* GIVEN REQUEST: Copy out exactly every line from the line containing "task | indicate the lichen" until the records below end, inclusive of both boundary lines.

───── RECORDS SUPPLIED

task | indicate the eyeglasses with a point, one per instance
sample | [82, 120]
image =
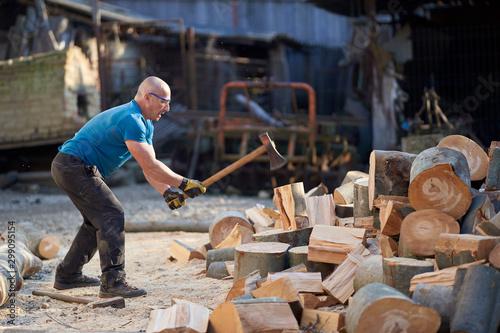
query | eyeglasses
[163, 99]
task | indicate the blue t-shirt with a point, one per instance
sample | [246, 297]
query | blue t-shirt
[101, 141]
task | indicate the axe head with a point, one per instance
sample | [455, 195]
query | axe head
[277, 161]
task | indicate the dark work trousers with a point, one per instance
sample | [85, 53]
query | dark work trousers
[103, 225]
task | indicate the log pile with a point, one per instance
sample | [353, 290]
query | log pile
[417, 251]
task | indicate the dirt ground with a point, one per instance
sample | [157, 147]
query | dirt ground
[147, 254]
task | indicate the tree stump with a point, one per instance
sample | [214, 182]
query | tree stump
[478, 305]
[437, 297]
[440, 180]
[379, 308]
[398, 272]
[389, 174]
[267, 257]
[477, 159]
[421, 229]
[224, 223]
[369, 271]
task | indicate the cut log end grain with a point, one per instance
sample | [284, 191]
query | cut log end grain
[477, 159]
[421, 229]
[380, 308]
[440, 188]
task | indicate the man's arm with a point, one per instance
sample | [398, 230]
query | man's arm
[157, 174]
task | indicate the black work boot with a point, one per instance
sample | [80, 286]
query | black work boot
[64, 280]
[122, 289]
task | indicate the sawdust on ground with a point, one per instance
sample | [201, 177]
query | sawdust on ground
[147, 263]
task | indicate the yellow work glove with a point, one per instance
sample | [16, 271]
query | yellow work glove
[174, 197]
[192, 188]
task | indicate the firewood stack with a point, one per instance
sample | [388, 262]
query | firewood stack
[418, 252]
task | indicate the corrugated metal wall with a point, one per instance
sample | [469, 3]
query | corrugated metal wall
[302, 21]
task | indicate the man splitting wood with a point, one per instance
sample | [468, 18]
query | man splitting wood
[98, 149]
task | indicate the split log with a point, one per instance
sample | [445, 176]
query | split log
[257, 216]
[181, 251]
[167, 226]
[438, 298]
[477, 159]
[298, 255]
[184, 317]
[215, 255]
[369, 271]
[361, 200]
[389, 174]
[319, 190]
[440, 180]
[224, 223]
[392, 215]
[379, 308]
[255, 315]
[217, 270]
[282, 288]
[353, 175]
[481, 209]
[294, 238]
[268, 257]
[290, 200]
[494, 257]
[342, 211]
[478, 305]
[493, 176]
[340, 284]
[235, 238]
[344, 194]
[420, 230]
[244, 285]
[454, 250]
[442, 277]
[331, 244]
[304, 282]
[322, 321]
[398, 272]
[321, 210]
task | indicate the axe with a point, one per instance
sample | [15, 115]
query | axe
[276, 160]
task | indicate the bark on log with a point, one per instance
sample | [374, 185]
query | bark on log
[481, 209]
[298, 255]
[331, 244]
[389, 174]
[493, 176]
[398, 272]
[478, 304]
[321, 210]
[226, 254]
[440, 180]
[477, 159]
[223, 224]
[420, 230]
[379, 308]
[294, 238]
[256, 315]
[267, 257]
[369, 271]
[344, 195]
[340, 284]
[438, 298]
[182, 317]
[454, 250]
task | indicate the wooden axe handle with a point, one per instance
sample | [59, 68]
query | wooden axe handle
[60, 297]
[232, 167]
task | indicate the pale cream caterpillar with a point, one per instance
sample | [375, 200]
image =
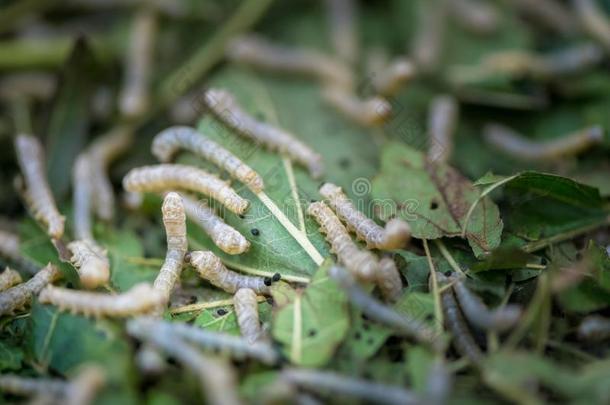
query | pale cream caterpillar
[168, 142]
[374, 309]
[9, 278]
[235, 346]
[520, 147]
[140, 299]
[39, 198]
[91, 263]
[246, 310]
[261, 53]
[134, 99]
[370, 112]
[210, 268]
[395, 235]
[361, 263]
[227, 238]
[174, 220]
[164, 177]
[442, 123]
[20, 295]
[388, 279]
[225, 107]
[333, 384]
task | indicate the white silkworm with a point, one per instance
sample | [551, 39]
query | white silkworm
[20, 295]
[374, 309]
[39, 198]
[210, 268]
[227, 238]
[174, 220]
[517, 146]
[224, 106]
[479, 315]
[91, 263]
[392, 77]
[395, 235]
[388, 279]
[168, 142]
[246, 310]
[9, 278]
[361, 263]
[442, 123]
[166, 177]
[370, 112]
[331, 383]
[260, 53]
[235, 346]
[140, 299]
[135, 99]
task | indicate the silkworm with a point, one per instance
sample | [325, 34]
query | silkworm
[395, 235]
[331, 383]
[168, 142]
[91, 263]
[479, 315]
[140, 299]
[361, 263]
[235, 346]
[174, 220]
[165, 177]
[370, 112]
[392, 77]
[9, 278]
[261, 53]
[594, 328]
[134, 98]
[39, 198]
[217, 377]
[20, 295]
[210, 268]
[462, 338]
[224, 106]
[388, 279]
[517, 146]
[246, 310]
[375, 310]
[442, 123]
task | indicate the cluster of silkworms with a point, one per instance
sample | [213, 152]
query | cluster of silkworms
[37, 193]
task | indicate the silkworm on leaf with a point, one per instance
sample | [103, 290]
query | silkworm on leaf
[210, 268]
[479, 315]
[395, 235]
[392, 77]
[246, 310]
[168, 142]
[442, 123]
[91, 263]
[224, 106]
[388, 279]
[519, 147]
[359, 262]
[9, 278]
[263, 54]
[140, 299]
[39, 198]
[227, 238]
[331, 383]
[167, 177]
[174, 220]
[370, 112]
[235, 346]
[374, 309]
[20, 295]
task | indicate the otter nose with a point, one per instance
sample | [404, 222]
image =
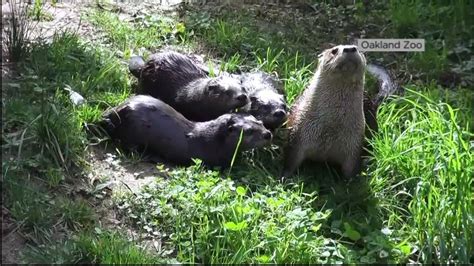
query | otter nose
[352, 49]
[267, 135]
[242, 98]
[279, 114]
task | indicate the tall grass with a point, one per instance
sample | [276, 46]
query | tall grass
[16, 32]
[422, 168]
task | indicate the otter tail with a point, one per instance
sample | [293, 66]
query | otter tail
[386, 85]
[135, 65]
[111, 120]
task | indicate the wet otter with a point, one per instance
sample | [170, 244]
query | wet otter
[179, 81]
[267, 102]
[327, 121]
[148, 123]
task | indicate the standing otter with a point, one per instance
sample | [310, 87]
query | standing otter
[179, 81]
[267, 103]
[327, 121]
[386, 87]
[148, 123]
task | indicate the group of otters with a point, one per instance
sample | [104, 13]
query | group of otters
[181, 112]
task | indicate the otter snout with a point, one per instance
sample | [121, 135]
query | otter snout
[352, 49]
[279, 114]
[243, 99]
[267, 135]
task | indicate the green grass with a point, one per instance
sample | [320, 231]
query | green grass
[413, 202]
[91, 247]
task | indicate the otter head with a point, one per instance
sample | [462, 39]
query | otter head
[227, 91]
[269, 107]
[342, 61]
[254, 132]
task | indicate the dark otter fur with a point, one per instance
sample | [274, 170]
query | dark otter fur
[148, 123]
[267, 102]
[179, 81]
[327, 122]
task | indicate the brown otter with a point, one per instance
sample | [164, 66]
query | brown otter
[148, 123]
[386, 87]
[267, 102]
[179, 81]
[327, 121]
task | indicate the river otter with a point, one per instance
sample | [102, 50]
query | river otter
[386, 87]
[327, 121]
[179, 81]
[267, 102]
[148, 123]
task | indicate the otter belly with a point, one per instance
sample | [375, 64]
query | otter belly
[333, 137]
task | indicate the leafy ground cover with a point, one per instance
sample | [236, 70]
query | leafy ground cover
[413, 202]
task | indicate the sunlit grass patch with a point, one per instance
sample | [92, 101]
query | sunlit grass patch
[422, 171]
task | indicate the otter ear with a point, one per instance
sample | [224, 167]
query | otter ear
[212, 85]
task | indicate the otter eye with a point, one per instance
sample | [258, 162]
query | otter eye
[213, 88]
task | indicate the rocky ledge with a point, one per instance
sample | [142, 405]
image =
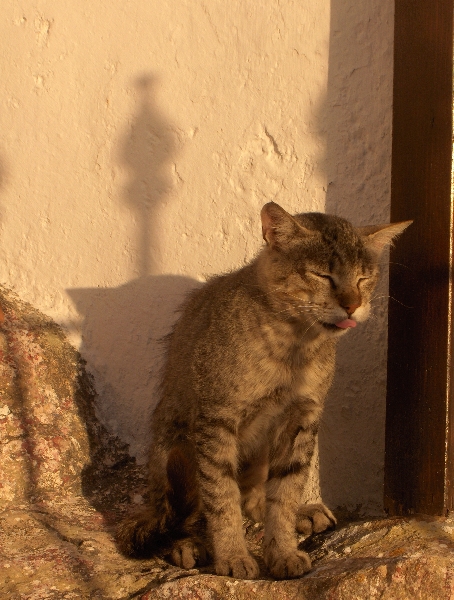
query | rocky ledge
[64, 483]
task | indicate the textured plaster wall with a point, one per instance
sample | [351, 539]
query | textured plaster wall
[139, 140]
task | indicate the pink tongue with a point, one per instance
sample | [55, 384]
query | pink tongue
[346, 324]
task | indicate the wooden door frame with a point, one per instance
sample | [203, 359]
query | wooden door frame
[419, 448]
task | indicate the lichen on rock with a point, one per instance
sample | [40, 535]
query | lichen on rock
[65, 481]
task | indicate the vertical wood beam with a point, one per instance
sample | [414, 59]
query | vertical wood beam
[419, 460]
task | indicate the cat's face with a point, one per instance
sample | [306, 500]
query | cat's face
[322, 270]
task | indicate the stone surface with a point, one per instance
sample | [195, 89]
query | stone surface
[64, 483]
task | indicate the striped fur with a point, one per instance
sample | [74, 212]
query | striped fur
[248, 367]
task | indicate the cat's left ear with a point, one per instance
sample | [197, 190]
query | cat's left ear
[378, 237]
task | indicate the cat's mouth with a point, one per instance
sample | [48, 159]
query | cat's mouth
[339, 327]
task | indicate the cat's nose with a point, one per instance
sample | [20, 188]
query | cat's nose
[350, 308]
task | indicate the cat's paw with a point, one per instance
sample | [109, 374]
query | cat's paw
[187, 553]
[240, 567]
[254, 505]
[314, 518]
[289, 566]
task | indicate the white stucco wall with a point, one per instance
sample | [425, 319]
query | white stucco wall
[139, 140]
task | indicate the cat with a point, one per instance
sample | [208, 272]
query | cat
[248, 366]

──────────

* EXERCISE ANSWER:
task | indicate the lichen on rock with a point, one per instance
sample | [40, 535]
query | lichen on rock
[65, 481]
task | indicate the vertical wood beam with a point, one per instance
sample | [414, 59]
query | vertical wood beam
[419, 460]
task | indicate the cat's face with a point, one per instance
sample | [306, 500]
query | cat's face
[322, 270]
task | indicate the stone surface with a point, one per instance
sample | [195, 89]
query | stone surface
[64, 483]
task | indicate the striped fur with a point, one per instance
sample | [74, 212]
query | striped fur
[248, 367]
task | indicate the cat's left ear with a point, one per instance
sample | [197, 190]
query | cat's left ear
[378, 237]
task | indicate the cat's mouth with a point, one per instance
sample | [48, 159]
query | cat's mouth
[339, 327]
task | indicate the cat's nose with a point, one per instance
sample | [20, 188]
query | cat's nose
[350, 308]
task | indicate the cat's paw with a point, one per instance
sample | [109, 374]
query | cat's paw
[187, 553]
[240, 567]
[254, 505]
[314, 518]
[289, 566]
task | indicate the white stucco wall with a point, one per instance
sample | [425, 319]
query | white stucco wall
[139, 140]
task | indicate the cat with a point, one per instance
sample | [208, 272]
query | cat
[248, 366]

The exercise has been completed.